:: DATA FOR THIS EXERCISE ::

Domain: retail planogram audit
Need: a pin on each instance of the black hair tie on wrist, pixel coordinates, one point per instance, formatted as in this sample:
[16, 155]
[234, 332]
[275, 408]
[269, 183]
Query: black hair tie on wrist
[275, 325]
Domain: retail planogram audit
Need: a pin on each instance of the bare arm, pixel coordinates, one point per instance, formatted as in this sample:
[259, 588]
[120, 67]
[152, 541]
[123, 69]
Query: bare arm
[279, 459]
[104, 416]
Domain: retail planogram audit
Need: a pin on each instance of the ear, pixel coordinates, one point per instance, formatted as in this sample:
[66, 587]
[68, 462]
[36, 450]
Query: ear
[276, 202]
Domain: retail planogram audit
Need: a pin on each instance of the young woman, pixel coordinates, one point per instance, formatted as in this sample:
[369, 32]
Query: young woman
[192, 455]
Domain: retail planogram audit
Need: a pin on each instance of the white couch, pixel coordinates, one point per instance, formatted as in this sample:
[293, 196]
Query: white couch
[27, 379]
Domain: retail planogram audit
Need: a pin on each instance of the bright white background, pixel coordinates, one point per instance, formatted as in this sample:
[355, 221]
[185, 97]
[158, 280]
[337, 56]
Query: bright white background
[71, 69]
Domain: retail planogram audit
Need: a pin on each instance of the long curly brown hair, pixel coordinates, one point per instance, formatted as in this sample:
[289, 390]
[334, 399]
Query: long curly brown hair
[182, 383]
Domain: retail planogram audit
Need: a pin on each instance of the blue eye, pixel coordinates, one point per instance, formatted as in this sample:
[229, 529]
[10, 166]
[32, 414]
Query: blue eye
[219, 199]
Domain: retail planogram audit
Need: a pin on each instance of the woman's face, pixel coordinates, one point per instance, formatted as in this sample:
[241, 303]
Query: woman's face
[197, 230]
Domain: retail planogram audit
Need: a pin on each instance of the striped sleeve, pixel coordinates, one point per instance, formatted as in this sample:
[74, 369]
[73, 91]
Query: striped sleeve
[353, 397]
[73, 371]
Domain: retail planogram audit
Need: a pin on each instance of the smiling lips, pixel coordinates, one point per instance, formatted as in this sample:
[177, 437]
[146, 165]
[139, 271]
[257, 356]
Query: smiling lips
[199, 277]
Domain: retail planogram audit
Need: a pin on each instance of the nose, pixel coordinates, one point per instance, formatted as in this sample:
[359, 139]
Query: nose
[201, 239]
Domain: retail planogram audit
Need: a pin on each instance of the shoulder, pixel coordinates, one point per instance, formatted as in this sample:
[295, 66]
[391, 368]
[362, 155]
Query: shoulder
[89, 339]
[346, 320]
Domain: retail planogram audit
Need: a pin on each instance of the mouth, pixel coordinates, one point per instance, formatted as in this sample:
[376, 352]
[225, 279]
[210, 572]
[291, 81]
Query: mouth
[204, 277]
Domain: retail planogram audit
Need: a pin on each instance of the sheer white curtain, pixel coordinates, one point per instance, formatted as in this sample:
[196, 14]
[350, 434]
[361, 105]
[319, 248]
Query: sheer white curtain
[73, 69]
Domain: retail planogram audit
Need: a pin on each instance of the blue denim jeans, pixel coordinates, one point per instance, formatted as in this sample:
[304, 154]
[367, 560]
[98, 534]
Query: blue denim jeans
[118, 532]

:::
:: DATA FOR THIS EXERCISE ::

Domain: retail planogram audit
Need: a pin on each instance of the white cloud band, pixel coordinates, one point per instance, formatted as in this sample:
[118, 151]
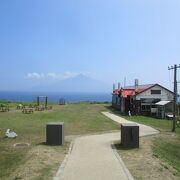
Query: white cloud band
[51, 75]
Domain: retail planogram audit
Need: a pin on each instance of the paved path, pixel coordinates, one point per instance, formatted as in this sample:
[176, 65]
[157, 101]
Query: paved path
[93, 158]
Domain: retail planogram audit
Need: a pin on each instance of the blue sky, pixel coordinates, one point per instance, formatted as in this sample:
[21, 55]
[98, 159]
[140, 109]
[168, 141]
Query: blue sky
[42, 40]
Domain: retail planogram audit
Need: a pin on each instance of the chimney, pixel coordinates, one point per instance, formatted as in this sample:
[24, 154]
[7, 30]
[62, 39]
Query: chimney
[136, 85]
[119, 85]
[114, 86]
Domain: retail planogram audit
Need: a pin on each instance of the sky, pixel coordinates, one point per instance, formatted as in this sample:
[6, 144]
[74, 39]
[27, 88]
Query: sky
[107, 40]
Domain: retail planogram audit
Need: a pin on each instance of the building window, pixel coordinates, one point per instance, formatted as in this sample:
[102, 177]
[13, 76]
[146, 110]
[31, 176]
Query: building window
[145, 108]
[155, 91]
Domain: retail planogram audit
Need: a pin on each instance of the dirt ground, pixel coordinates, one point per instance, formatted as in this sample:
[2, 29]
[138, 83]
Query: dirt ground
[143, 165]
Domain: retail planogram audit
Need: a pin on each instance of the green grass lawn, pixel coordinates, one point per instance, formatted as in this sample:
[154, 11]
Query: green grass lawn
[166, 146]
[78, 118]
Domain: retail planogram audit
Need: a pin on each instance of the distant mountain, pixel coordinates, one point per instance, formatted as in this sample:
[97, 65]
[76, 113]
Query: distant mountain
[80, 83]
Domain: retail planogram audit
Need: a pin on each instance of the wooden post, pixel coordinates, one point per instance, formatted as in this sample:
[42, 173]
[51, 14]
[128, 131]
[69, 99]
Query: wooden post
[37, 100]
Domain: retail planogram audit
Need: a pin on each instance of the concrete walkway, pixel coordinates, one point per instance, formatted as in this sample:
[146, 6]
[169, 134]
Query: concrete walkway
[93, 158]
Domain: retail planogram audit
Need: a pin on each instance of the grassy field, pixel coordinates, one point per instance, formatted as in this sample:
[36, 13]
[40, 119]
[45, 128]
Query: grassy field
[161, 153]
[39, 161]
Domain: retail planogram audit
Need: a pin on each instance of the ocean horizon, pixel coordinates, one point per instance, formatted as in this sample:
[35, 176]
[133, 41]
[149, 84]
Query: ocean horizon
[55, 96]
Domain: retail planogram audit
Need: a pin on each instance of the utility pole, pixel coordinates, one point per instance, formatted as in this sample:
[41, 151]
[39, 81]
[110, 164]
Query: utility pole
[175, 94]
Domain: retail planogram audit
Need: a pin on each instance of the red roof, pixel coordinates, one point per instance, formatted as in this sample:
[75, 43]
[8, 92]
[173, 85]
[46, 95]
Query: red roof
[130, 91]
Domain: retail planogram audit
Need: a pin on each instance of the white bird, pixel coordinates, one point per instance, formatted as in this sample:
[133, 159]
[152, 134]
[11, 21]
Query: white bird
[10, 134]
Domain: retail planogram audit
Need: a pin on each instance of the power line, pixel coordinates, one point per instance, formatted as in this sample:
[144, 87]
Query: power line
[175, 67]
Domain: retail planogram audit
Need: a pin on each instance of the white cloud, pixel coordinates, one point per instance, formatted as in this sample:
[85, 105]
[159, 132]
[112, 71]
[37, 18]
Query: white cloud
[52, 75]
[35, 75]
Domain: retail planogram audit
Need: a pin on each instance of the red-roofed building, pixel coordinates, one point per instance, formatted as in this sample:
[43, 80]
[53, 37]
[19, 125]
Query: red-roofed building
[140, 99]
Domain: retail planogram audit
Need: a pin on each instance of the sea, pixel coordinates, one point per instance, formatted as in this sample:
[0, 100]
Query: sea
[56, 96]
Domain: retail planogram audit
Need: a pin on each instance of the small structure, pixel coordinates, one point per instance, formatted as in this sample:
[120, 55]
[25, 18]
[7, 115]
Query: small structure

:::

# HOW TO COMPLETE THIS TASK
Looking at the data above, how many lines hold the string "small"? Reply with only the number.

# RESULT FOR THIS EXERCISE
2